Set out the lines below as a Markdown table with columns headed Row and Text, giving each a row number and leaving out blank lines. Begin at the first line and stop after the line that has "x=196 y=256", including both.

::: TASK MATERIAL

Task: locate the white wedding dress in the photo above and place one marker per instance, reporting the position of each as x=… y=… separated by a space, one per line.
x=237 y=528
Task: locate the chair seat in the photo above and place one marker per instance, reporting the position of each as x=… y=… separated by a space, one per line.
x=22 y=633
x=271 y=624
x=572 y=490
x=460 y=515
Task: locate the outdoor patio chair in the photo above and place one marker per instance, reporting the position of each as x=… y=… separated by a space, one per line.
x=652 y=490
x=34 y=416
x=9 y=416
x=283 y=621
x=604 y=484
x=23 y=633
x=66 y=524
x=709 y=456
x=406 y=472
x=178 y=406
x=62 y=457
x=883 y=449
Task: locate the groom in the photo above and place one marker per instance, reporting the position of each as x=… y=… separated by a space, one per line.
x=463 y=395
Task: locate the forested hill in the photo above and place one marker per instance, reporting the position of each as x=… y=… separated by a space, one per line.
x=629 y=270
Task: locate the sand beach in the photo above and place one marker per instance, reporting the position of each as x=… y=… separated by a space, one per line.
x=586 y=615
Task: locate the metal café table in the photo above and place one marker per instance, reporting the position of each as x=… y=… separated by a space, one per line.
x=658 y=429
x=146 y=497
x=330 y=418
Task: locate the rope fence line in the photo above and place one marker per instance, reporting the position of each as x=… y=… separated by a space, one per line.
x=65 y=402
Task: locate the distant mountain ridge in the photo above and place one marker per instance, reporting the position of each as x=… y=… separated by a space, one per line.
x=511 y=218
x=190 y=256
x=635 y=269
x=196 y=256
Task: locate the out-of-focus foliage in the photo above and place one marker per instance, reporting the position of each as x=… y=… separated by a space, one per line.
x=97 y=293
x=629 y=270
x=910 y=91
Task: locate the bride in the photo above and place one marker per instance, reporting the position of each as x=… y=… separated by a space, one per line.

::::::

-- OUTPUT FOR THIS TASK --
| Row | Text |
|---|---|
| 1 | Task: locate the white wedding dress in the photo above and place one marker per instance, reporting the position of each as x=… y=… separated by a space, one per line. |
| 2 | x=237 y=528 |
| 3 | Task: locate the chair seat in the photo above and place one marker per instance, reporting the position of each as x=… y=… separated by a space, one per line. |
| 4 | x=22 y=633 |
| 5 | x=271 y=624 |
| 6 | x=572 y=490 |
| 7 | x=460 y=515 |
| 8 | Task: locate the outdoor patio chair in the photo above and place one marker per instance, reporting the position of each as x=… y=… separated by a space, one per line. |
| 9 | x=652 y=490 |
| 10 | x=34 y=416 |
| 11 | x=9 y=416 |
| 12 | x=283 y=621 |
| 13 | x=604 y=484 |
| 14 | x=23 y=633 |
| 15 | x=66 y=524 |
| 16 | x=709 y=456 |
| 17 | x=406 y=472 |
| 18 | x=178 y=406 |
| 19 | x=62 y=457 |
| 20 | x=883 y=449 |
| 21 | Task: locate the groom in the photo above and place one marker per instance, reporting the position of each as x=… y=… separated by a space, one per line. |
| 22 | x=463 y=395 |
| 23 | Task: locate the forested hill in the photo above and place one marker per instance, reporting the position of each as x=… y=… separated by a space, one per line. |
| 24 | x=629 y=270 |
| 25 | Task: locate the sand beach in the photo above and place one marker per instance, reporting the position of each as x=… y=… separated by a space, one per line. |
| 26 | x=586 y=615 |
| 27 | Task: locate the metal café table in the photo above and place one marker per instance, reporting the position of each as x=… y=… separated by a space, one per line. |
| 28 | x=658 y=429 |
| 29 | x=146 y=497 |
| 30 | x=330 y=418 |
| 31 | Task: locate the rope fence line in the photo above and place one marker per instance, reporting the position of each as x=… y=… separated by a space, one per line. |
| 32 | x=65 y=402 |
| 33 | Task: locate the distant mountain ridge in the photo above and place one marker per instance, reporting the position of each as x=… y=… separated by a space, one per line. |
| 34 | x=511 y=218 |
| 35 | x=190 y=256 |
| 36 | x=635 y=269 |
| 37 | x=196 y=256 |